---------- INFORMATION ----------
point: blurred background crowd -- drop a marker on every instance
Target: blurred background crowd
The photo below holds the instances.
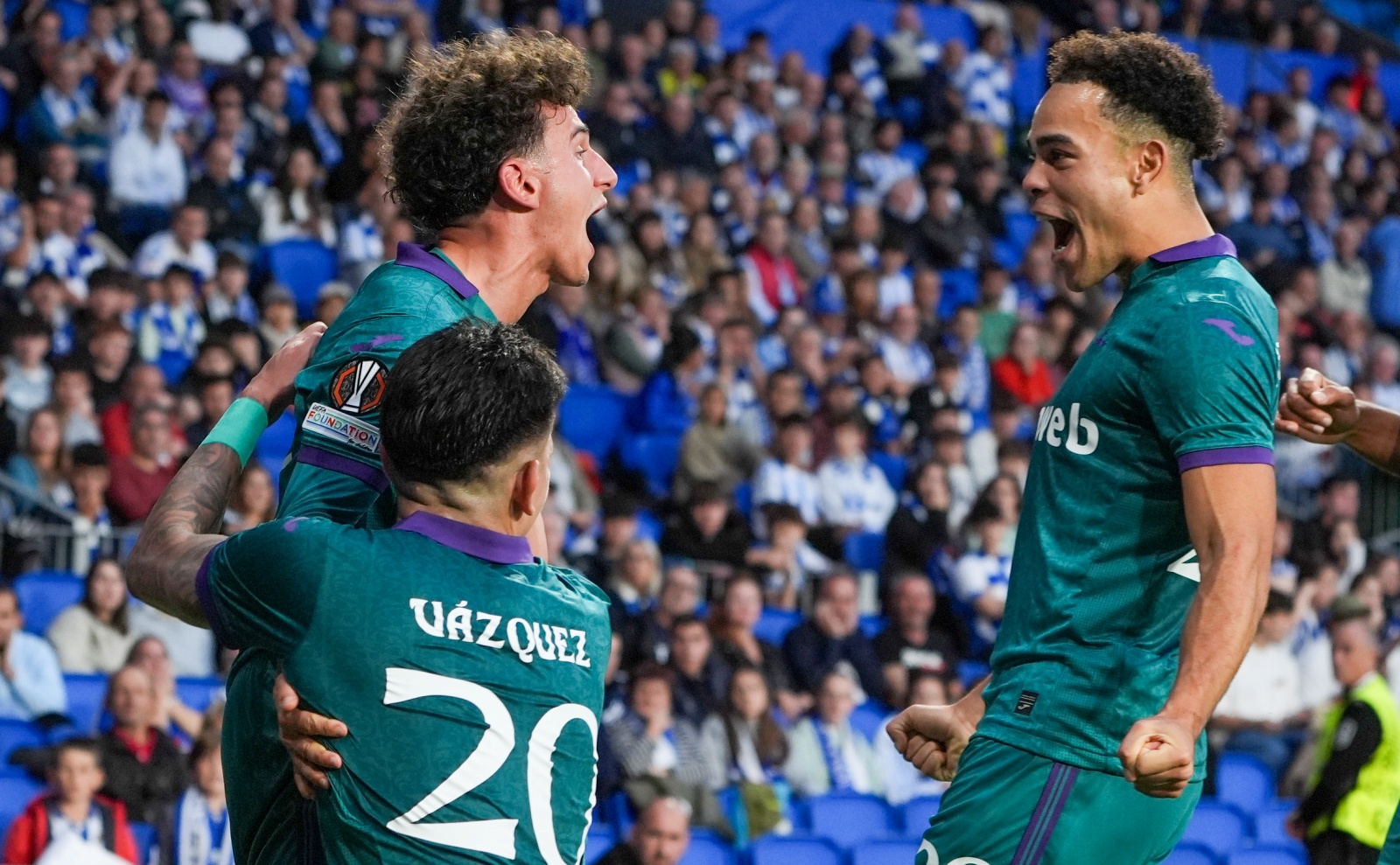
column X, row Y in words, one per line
column 805, row 371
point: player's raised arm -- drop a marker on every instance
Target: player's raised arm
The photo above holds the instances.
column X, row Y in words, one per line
column 1318, row 409
column 179, row 531
column 1229, row 511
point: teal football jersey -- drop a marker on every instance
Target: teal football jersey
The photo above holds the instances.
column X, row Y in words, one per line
column 335, row 468
column 333, row 472
column 469, row 673
column 1183, row 375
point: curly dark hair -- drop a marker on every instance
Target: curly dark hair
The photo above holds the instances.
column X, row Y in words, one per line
column 468, row 108
column 1154, row 88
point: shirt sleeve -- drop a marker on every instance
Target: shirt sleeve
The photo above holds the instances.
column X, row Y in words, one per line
column 259, row 588
column 1211, row 384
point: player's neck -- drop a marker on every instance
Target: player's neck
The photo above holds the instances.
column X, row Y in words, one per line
column 1173, row 221
column 500, row 263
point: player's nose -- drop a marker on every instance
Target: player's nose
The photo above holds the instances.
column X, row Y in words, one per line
column 604, row 175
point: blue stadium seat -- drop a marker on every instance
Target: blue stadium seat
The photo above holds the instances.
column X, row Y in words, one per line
column 1229, row 63
column 598, row 841
column 774, row 624
column 849, row 820
column 865, row 552
column 1218, row 827
column 144, row 837
column 44, row 595
column 200, row 693
column 917, row 813
column 1266, row 855
column 972, row 672
column 744, row 499
column 1192, row 854
column 886, row 853
column 276, row 443
column 1241, row 780
column 1271, row 826
column 959, row 289
column 303, row 266
column 592, row 419
column 654, row 455
column 868, row 718
column 1028, row 86
column 14, row 795
column 872, row 624
column 13, row 736
column 795, row 851
column 704, row 850
column 86, row 696
column 895, row 468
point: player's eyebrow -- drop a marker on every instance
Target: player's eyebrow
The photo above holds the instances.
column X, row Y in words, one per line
column 1050, row 139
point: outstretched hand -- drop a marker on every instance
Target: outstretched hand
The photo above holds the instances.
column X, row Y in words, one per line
column 275, row 384
column 300, row 731
column 1318, row 409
----------
■ TO DO:
The lines needed are those in the data above that hold the string "jersey"; copy each of them.

■ THE COMPLETED TASK:
point: teal football jersey -- drop a marker on every instance
Target: teal football jersey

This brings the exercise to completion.